▶ **Your task**:
Copy only what runs from the line containing "Give one point for each instance of the grass" through the end of the material below, line for line, with both ends included.

Records from a point labeling set
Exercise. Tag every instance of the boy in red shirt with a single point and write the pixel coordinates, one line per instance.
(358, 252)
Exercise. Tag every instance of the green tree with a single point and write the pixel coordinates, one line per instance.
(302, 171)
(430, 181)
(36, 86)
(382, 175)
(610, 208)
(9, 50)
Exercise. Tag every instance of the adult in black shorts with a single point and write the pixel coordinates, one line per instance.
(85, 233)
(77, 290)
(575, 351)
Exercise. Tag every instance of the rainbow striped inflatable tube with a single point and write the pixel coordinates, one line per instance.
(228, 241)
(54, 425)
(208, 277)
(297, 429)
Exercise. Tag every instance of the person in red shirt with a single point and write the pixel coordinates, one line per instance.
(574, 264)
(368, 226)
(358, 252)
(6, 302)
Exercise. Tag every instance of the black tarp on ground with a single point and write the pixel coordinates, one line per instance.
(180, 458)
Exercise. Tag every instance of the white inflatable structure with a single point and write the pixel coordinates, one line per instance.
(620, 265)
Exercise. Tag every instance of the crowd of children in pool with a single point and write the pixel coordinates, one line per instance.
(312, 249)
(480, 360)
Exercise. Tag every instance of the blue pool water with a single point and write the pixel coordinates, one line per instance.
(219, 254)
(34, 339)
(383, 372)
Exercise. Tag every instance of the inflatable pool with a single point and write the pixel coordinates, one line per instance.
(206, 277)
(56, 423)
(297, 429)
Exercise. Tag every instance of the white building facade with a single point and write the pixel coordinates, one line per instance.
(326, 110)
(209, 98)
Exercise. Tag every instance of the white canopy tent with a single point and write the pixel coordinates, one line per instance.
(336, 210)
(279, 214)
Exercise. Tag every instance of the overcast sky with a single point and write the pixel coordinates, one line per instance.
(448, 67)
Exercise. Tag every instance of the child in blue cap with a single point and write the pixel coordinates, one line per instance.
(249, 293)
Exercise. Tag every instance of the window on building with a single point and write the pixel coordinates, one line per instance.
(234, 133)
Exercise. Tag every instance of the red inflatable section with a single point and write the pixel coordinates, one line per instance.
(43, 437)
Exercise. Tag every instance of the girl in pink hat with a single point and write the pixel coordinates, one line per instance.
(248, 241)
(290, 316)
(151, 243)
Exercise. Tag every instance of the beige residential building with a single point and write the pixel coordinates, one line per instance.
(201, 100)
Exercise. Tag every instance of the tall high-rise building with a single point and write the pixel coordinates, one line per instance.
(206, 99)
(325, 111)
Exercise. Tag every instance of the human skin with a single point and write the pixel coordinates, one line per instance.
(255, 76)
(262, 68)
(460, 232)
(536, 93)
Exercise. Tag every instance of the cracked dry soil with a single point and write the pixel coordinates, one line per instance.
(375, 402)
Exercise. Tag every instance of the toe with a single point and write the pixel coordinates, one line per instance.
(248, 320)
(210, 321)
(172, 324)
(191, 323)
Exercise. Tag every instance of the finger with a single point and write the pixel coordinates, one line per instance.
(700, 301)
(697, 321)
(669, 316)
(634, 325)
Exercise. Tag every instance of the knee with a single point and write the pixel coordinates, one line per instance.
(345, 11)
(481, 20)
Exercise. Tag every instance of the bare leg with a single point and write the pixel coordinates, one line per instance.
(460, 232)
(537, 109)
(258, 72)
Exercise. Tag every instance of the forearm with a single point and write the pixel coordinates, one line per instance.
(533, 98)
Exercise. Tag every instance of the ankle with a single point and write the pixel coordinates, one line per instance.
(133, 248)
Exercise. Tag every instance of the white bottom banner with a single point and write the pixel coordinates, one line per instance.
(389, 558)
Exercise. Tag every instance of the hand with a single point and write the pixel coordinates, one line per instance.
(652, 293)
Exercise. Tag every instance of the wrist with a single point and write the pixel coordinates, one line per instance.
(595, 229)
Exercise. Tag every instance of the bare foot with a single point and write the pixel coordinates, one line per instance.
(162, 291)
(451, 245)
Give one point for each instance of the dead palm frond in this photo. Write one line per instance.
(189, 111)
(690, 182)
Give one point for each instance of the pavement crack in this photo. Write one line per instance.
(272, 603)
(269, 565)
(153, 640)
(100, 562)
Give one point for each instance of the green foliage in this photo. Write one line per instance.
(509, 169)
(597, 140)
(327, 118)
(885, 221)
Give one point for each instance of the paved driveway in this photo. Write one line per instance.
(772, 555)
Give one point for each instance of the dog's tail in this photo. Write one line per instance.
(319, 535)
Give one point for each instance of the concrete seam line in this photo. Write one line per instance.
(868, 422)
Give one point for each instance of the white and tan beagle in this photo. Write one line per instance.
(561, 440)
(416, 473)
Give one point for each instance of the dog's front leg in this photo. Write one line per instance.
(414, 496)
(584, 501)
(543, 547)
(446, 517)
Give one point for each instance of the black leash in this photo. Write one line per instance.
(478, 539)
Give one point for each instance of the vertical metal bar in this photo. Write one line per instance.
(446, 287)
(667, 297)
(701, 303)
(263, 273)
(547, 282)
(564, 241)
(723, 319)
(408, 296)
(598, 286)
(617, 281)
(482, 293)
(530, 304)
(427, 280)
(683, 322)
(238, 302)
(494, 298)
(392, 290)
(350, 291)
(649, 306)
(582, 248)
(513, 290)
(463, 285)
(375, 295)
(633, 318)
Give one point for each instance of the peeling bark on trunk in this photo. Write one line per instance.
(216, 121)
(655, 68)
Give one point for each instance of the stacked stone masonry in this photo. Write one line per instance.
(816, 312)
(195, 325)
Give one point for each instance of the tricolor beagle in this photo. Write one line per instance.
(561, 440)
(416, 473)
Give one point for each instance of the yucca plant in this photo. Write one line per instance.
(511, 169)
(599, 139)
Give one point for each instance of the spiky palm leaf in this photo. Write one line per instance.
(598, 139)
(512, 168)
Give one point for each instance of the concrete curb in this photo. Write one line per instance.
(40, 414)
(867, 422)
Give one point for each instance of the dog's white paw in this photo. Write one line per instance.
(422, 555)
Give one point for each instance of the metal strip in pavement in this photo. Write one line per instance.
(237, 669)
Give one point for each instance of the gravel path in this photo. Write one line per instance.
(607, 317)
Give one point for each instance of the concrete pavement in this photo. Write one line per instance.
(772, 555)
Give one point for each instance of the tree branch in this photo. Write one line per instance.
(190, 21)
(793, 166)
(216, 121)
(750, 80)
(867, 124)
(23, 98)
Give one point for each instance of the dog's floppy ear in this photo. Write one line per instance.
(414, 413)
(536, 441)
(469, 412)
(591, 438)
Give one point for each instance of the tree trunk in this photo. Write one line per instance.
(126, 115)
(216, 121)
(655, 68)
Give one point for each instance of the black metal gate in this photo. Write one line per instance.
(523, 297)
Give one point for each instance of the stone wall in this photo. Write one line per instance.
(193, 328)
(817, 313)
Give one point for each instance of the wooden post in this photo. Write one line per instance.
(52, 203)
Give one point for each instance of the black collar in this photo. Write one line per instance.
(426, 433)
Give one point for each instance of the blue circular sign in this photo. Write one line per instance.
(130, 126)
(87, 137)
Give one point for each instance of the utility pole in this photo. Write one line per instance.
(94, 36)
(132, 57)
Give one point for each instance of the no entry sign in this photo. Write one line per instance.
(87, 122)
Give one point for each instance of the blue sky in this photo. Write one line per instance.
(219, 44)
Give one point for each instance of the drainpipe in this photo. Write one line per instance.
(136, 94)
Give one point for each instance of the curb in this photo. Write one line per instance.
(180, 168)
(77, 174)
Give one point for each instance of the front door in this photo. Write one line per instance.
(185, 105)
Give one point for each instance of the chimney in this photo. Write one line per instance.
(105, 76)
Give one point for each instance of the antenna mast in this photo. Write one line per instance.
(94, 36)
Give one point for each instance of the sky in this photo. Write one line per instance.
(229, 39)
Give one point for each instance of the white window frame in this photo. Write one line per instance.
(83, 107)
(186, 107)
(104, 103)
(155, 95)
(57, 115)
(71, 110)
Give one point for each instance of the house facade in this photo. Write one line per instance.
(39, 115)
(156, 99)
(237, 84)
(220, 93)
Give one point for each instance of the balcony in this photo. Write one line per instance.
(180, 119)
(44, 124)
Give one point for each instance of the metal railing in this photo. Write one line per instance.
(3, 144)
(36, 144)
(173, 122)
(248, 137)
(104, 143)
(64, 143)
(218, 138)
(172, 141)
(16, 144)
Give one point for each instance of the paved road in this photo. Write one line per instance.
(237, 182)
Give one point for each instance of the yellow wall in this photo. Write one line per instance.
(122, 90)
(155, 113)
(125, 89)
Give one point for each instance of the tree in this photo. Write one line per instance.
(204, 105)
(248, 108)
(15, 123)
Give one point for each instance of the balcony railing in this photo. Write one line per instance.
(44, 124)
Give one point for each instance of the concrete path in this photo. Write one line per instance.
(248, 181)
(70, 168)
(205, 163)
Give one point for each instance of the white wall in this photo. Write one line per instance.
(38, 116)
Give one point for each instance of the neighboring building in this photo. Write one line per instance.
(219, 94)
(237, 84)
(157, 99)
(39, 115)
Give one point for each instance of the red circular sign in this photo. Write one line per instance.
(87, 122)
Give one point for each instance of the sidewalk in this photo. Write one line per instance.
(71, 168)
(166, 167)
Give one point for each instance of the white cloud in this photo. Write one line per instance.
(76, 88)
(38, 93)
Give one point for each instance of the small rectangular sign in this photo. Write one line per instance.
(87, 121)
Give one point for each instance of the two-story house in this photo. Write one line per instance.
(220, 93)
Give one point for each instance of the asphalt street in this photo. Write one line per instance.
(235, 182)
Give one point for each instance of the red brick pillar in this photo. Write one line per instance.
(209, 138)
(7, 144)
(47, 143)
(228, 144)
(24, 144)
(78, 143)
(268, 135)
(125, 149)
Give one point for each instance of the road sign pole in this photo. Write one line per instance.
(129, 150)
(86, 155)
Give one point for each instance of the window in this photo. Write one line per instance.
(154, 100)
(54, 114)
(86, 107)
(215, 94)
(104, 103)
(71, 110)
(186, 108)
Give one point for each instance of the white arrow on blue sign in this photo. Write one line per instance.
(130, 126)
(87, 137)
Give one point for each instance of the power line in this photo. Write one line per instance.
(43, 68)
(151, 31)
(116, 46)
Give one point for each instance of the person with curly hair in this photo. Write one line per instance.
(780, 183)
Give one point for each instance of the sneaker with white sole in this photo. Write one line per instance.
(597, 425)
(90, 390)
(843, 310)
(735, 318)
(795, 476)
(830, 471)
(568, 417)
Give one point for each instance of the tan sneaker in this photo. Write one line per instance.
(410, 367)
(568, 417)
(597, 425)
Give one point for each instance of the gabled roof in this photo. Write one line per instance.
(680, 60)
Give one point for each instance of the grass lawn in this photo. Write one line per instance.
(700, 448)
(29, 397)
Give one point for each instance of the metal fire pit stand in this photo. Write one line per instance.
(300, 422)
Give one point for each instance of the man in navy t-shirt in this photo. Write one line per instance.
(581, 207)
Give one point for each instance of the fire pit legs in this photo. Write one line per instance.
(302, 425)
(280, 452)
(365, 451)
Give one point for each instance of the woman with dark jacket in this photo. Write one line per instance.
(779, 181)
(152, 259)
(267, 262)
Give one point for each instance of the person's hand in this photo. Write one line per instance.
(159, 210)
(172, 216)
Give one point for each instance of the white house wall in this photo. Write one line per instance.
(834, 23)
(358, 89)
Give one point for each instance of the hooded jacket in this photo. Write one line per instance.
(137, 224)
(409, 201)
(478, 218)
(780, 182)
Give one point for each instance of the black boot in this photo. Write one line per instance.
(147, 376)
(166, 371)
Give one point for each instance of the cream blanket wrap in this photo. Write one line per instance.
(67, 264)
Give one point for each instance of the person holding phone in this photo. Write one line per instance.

▶ **Solution for this exercise**:
Give one point for each instance of the grass lawn in this photo. Write one line per instance.
(700, 448)
(29, 397)
Give one point for each instance of the metal fire pit stand in this photo. Write one line per instance.
(300, 422)
Give one point for each instance of the man in navy t-shirt in this photo. Write one line per instance.
(581, 207)
Give one point for each instance of the fire pit legs in this photo. Write one line per instance.
(302, 425)
(280, 452)
(365, 451)
Give one point for each instance of the woman with dark jacket in this photo. Write one line per instance.
(779, 181)
(152, 259)
(267, 262)
Give one point for each instance of the person's hand in this photo. Write one line per instance.
(159, 210)
(172, 216)
Give one point for each instance of the white house wall in this photo. Write one line per instance.
(834, 23)
(358, 89)
Give one point for each instance of the hooded jacket in this photo. Write one line per instance.
(137, 224)
(409, 201)
(478, 218)
(780, 182)
Give one point for each instance of the black boot in this photo. Write one line per instance.
(147, 376)
(166, 371)
Give one point for each instance of the cream blanket wrap in this photo. Write one line per instance.
(67, 264)
Give one point for each instance of the person holding phone in this photo. Write one line per instance.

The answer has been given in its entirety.